→ Input:
════════════════

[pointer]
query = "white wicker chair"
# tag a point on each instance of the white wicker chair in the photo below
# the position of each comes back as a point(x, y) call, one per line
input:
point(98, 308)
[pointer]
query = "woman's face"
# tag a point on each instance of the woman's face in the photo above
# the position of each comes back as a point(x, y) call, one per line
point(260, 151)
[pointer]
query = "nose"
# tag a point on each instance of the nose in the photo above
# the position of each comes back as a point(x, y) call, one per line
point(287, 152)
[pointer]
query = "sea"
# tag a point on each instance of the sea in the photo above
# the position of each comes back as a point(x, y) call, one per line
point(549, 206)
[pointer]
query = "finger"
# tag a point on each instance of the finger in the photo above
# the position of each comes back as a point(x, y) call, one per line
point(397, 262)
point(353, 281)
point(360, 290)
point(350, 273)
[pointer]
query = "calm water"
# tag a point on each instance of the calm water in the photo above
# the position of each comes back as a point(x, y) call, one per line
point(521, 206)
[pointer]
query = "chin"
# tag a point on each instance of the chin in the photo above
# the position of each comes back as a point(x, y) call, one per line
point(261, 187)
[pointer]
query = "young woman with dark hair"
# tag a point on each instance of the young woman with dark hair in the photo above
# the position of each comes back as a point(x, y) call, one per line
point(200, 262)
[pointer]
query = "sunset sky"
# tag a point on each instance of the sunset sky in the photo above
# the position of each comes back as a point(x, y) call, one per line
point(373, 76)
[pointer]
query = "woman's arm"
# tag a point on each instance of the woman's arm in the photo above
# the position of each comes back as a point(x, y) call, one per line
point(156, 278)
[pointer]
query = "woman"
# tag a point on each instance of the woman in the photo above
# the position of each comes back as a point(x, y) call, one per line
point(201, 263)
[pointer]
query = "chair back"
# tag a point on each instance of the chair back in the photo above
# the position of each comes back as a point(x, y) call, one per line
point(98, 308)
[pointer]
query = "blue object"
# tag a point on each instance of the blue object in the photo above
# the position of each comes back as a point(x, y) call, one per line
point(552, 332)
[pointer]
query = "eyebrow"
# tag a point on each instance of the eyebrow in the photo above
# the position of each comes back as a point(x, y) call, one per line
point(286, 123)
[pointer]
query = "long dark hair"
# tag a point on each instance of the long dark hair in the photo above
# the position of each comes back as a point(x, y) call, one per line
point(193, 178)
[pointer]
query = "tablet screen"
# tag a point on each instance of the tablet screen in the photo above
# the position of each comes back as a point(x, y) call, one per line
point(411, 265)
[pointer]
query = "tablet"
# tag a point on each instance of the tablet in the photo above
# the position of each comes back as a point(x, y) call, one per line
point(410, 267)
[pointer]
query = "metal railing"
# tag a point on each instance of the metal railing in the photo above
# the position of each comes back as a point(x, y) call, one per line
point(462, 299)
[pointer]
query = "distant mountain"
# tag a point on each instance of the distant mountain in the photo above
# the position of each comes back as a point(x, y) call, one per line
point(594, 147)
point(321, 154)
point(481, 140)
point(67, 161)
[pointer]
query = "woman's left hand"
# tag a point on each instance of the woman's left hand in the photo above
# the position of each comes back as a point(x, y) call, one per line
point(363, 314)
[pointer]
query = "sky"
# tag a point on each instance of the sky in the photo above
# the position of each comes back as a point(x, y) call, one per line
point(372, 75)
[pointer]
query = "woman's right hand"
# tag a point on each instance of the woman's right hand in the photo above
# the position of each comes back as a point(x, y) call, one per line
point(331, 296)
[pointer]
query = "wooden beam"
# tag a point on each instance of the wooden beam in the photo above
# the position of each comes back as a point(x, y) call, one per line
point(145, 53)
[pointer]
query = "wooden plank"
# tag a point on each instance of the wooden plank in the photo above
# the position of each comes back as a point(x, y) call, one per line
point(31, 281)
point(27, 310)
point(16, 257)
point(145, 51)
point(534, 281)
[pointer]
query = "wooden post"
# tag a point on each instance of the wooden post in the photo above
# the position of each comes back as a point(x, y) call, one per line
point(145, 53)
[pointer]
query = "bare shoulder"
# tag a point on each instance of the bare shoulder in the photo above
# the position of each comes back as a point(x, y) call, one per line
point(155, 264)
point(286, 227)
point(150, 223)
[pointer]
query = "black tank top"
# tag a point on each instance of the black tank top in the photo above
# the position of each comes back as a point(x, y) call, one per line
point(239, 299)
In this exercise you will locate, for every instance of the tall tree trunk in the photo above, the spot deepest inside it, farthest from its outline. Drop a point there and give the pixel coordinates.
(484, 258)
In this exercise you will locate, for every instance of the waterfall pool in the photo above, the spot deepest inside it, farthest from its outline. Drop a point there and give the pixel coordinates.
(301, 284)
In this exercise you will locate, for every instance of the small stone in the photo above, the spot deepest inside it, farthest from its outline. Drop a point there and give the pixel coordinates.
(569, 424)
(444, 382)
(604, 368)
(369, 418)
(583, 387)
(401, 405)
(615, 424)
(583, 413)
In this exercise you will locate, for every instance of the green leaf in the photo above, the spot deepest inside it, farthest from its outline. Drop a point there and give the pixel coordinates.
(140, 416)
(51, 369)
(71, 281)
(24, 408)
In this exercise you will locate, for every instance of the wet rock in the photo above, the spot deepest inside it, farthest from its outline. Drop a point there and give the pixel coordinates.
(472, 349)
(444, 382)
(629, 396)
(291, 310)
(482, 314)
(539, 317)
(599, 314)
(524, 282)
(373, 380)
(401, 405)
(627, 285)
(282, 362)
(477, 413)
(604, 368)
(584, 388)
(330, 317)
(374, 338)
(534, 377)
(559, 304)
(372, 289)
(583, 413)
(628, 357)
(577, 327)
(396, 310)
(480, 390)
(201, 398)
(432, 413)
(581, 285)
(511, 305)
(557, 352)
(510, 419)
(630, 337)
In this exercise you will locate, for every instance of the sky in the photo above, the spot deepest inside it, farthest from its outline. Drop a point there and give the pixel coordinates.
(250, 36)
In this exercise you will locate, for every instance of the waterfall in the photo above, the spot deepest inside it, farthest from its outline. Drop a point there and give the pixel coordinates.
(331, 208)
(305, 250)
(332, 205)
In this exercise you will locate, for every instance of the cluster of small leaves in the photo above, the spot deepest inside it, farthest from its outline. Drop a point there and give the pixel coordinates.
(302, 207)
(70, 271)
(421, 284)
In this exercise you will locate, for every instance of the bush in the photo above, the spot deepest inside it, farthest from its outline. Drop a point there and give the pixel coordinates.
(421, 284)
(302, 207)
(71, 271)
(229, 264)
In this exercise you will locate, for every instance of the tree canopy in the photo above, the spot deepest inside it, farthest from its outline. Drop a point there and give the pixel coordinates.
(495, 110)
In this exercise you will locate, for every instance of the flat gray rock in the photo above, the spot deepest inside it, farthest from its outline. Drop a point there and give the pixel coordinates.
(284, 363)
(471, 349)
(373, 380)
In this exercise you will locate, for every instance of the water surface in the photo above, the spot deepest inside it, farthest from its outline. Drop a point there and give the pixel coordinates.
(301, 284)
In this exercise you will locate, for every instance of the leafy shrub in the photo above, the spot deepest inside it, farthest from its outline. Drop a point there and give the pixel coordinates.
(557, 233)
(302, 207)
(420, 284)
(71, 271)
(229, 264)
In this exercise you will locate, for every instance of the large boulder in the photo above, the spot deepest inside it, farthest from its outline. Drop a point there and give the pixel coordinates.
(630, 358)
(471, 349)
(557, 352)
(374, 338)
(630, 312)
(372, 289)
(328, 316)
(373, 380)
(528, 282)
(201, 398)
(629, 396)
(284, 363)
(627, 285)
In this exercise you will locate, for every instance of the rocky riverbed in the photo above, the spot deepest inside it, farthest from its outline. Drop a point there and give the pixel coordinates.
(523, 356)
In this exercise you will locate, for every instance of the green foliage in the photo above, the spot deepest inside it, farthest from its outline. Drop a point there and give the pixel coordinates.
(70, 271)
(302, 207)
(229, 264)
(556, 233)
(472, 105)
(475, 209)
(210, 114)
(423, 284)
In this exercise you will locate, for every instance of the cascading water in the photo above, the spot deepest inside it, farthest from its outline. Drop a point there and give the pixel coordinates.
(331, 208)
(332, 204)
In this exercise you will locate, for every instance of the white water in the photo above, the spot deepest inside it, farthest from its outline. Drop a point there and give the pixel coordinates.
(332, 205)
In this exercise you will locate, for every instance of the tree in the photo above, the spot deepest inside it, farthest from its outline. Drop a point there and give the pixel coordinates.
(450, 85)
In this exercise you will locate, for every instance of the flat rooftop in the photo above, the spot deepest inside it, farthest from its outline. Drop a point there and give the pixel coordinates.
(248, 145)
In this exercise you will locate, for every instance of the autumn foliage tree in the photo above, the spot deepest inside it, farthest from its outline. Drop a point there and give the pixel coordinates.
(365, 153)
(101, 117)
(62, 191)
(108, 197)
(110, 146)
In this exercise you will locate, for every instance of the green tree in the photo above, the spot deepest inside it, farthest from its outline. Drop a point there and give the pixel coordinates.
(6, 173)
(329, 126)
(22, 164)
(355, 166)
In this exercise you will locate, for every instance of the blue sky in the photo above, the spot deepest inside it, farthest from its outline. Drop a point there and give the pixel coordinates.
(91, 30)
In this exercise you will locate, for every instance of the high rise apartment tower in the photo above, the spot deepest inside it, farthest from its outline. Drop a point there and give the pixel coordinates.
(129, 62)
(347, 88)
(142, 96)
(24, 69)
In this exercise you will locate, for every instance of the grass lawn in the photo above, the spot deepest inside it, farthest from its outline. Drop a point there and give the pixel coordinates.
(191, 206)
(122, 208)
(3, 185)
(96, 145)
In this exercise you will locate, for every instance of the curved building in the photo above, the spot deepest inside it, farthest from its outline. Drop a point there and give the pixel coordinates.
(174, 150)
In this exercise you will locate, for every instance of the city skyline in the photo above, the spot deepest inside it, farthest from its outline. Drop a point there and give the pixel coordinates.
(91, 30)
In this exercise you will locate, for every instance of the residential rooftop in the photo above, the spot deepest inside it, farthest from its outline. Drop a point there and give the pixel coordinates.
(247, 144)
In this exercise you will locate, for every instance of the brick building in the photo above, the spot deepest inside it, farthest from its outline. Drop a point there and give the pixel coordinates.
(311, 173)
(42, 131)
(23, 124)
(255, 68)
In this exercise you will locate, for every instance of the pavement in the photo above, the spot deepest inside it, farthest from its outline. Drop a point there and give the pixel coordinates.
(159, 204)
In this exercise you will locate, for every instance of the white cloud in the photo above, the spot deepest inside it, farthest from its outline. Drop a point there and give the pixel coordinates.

════════════════

→ Exercise directions: If a line of the data holds the string "shoulder", list it.

→ Written reply:
query = "bare shoulder"
# tag a point on each instance of the bare shoulder in the photo above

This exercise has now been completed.